**Work to do:** Copy every line below, from the line with "the flower bud." through the end of the records, scaling each box coordinate in the answers by 2.15 and rounding to whole numbers, with halves rounded up, while the sample coordinates in the other lines stay unchanged. Return only those lines.

-- START Material provided --

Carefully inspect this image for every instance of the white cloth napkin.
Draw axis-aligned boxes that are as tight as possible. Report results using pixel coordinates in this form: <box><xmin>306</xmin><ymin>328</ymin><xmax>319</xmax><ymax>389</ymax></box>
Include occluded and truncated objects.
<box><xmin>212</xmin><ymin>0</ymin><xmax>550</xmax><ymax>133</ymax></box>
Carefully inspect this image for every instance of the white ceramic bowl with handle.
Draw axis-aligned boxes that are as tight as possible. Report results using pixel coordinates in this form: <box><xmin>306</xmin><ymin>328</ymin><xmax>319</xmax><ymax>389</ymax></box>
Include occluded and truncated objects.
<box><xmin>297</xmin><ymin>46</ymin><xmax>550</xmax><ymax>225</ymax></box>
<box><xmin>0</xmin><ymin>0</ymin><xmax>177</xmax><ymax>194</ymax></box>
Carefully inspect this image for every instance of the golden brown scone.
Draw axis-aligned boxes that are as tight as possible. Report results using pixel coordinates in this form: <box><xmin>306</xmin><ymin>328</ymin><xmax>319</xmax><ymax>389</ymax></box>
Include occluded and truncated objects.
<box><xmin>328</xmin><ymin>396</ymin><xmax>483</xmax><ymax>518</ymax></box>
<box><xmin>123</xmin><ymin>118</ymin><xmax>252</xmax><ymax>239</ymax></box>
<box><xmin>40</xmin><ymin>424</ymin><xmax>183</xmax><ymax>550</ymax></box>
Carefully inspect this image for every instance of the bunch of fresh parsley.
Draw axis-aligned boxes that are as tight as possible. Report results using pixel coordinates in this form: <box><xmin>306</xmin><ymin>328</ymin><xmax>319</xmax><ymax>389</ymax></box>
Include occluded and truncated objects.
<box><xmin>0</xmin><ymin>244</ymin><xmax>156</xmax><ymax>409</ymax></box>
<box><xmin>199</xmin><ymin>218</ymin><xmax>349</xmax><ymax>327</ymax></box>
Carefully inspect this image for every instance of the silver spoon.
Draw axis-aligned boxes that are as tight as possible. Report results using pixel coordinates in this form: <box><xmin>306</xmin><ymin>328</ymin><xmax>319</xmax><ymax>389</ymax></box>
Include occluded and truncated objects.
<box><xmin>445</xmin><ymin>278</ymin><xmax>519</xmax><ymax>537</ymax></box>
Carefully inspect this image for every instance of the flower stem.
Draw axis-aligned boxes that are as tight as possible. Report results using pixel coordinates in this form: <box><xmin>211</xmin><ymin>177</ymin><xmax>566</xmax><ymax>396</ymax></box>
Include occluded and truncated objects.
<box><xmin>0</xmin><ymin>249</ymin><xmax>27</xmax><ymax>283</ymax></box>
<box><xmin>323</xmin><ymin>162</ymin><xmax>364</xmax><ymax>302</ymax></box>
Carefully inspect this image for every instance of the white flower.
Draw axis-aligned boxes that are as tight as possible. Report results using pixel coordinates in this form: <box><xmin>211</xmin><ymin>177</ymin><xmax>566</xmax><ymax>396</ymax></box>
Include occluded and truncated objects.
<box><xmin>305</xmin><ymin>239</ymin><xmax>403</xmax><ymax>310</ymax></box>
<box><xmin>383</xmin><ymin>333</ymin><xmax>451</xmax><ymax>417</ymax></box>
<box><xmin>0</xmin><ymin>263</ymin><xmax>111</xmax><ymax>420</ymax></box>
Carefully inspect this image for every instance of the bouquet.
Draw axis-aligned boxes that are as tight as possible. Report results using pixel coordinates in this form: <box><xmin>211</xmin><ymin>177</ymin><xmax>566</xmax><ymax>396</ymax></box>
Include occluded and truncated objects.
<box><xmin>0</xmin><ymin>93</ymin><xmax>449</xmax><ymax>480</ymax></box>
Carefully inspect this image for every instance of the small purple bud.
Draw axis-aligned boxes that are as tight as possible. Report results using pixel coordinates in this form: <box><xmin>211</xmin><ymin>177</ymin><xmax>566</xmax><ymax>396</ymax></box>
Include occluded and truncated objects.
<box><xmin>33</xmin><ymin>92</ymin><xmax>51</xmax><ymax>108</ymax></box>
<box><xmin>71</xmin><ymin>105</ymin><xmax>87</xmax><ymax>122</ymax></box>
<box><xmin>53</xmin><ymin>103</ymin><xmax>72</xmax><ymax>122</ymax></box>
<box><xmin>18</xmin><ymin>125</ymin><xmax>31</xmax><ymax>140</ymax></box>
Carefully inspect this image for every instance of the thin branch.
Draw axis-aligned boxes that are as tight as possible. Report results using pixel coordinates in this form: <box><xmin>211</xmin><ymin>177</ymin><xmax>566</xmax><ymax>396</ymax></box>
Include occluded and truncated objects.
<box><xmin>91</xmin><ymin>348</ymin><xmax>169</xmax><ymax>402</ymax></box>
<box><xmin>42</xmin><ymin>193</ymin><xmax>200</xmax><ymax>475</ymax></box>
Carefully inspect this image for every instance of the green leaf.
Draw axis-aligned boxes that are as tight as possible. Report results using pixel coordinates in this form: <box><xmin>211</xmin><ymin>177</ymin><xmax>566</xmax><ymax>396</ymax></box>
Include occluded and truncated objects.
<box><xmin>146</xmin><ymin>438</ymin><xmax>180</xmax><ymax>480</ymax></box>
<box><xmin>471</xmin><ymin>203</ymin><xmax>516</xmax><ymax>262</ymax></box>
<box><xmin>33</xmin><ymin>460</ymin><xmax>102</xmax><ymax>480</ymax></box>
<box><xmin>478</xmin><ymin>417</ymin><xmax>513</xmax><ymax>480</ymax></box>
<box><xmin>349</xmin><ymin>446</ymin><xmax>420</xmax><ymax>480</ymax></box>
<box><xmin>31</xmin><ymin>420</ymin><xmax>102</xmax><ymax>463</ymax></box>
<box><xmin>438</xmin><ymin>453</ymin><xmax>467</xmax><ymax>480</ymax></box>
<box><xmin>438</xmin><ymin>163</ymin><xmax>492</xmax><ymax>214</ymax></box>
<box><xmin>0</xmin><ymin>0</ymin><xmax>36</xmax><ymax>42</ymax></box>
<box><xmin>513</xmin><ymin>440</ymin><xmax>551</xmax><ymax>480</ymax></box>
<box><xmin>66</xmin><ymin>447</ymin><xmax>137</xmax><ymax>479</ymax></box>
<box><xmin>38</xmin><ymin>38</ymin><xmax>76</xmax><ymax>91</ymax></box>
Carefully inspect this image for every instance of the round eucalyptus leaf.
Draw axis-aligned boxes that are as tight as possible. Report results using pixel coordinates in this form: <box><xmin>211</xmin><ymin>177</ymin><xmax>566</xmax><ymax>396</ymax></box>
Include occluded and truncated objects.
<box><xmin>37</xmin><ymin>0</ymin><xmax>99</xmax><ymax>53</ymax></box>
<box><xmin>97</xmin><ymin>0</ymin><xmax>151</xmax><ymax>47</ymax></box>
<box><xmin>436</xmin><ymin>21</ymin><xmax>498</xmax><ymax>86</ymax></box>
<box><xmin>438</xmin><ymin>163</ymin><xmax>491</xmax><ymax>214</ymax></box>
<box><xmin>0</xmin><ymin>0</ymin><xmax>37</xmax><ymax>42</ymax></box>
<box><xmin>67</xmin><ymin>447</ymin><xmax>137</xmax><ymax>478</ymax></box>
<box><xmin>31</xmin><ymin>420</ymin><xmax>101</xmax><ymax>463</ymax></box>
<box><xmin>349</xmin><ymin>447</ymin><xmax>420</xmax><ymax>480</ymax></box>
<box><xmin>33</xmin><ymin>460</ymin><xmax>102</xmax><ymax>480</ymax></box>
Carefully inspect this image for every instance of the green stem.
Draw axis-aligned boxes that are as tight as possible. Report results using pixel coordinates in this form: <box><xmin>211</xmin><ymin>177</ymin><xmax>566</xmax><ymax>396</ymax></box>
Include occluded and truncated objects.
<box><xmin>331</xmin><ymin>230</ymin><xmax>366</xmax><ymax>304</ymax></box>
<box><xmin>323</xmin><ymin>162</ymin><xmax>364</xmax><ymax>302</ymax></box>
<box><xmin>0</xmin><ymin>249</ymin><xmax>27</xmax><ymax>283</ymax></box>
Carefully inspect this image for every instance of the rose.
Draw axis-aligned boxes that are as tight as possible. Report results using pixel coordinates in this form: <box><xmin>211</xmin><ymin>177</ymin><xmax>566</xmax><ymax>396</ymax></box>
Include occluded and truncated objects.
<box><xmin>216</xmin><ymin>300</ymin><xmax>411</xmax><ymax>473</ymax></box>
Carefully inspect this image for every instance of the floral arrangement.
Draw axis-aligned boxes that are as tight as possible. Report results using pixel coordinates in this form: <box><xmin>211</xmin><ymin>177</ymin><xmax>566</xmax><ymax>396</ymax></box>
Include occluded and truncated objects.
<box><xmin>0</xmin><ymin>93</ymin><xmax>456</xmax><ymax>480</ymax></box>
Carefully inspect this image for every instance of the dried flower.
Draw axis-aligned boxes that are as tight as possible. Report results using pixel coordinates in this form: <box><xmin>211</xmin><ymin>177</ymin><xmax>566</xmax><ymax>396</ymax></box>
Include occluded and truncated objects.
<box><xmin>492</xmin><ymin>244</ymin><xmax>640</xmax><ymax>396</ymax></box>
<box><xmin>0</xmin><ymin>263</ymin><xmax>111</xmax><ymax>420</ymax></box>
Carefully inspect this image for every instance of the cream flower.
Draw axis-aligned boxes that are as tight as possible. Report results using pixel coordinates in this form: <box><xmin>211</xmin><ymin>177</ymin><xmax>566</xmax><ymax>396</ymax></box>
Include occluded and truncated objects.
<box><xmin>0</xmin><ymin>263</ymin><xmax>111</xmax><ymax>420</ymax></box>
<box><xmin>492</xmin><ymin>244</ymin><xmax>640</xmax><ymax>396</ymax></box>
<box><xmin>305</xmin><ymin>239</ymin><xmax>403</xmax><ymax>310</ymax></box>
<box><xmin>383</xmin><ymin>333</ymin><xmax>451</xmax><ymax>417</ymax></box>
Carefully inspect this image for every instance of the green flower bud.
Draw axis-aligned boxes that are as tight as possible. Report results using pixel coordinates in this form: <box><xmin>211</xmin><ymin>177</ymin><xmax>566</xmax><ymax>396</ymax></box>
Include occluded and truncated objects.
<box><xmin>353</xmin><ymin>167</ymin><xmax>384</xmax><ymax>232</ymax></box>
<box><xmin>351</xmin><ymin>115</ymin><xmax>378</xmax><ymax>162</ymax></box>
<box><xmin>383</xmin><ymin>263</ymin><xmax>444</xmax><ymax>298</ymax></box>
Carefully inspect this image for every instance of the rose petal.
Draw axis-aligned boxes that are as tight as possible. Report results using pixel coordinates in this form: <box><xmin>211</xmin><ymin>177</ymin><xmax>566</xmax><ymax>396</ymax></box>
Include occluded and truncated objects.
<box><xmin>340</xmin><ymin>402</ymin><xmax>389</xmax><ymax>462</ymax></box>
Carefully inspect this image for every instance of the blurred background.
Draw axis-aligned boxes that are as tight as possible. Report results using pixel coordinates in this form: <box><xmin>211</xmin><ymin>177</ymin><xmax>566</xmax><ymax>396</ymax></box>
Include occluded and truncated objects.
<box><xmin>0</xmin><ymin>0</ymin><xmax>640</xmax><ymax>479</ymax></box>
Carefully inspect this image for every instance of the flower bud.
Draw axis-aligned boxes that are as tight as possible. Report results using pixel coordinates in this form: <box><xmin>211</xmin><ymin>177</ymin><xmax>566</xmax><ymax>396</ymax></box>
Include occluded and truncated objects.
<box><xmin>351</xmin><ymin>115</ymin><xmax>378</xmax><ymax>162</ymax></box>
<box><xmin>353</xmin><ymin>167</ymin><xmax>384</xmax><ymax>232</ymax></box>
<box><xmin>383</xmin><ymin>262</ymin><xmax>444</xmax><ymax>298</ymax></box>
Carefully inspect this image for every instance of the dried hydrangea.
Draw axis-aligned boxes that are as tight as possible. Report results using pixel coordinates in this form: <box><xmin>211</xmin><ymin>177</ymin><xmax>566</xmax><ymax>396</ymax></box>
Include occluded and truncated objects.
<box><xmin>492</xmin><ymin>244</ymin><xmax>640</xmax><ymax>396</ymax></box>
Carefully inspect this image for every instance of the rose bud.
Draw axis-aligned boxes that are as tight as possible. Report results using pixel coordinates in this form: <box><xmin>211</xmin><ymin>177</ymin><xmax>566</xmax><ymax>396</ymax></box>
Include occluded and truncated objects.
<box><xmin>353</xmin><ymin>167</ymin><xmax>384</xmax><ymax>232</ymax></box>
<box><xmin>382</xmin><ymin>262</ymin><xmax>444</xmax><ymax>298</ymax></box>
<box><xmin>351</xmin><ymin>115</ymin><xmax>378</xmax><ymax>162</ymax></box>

-- END Material provided --

**Complete answer:**
Carefully inspect this image for every instance of the flower bud.
Draw axis-aligned boxes that are as tight as possible. Report results using pixel coordinates in this form: <box><xmin>211</xmin><ymin>177</ymin><xmax>566</xmax><ymax>396</ymax></box>
Include occluded and truncated objects.
<box><xmin>755</xmin><ymin>247</ymin><xmax>813</xmax><ymax>348</ymax></box>
<box><xmin>759</xmin><ymin>359</ymin><xmax>826</xmax><ymax>499</ymax></box>
<box><xmin>823</xmin><ymin>563</ymin><xmax>955</xmax><ymax>641</ymax></box>
Carefully inspect this image for every instance of the dried hydrangea.
Draw axis-aligned boxes that are as tight as possible. Report results using pixel coordinates in this form: <box><xmin>211</xmin><ymin>177</ymin><xmax>566</xmax><ymax>396</ymax></box>
Include occluded and truncated objects.
<box><xmin>1058</xmin><ymin>525</ymin><xmax>1376</xmax><ymax>851</ymax></box>
Carefully inspect this image for every instance of the rose bud.
Draw axis-aligned boxes that are as tight as possible. Report results using pixel coordinates in this form: <box><xmin>211</xmin><ymin>177</ymin><xmax>566</xmax><ymax>396</ymax></box>
Include occluded and truncated objects.
<box><xmin>759</xmin><ymin>359</ymin><xmax>826</xmax><ymax>499</ymax></box>
<box><xmin>821</xmin><ymin>563</ymin><xmax>955</xmax><ymax>641</ymax></box>
<box><xmin>755</xmin><ymin>247</ymin><xmax>813</xmax><ymax>348</ymax></box>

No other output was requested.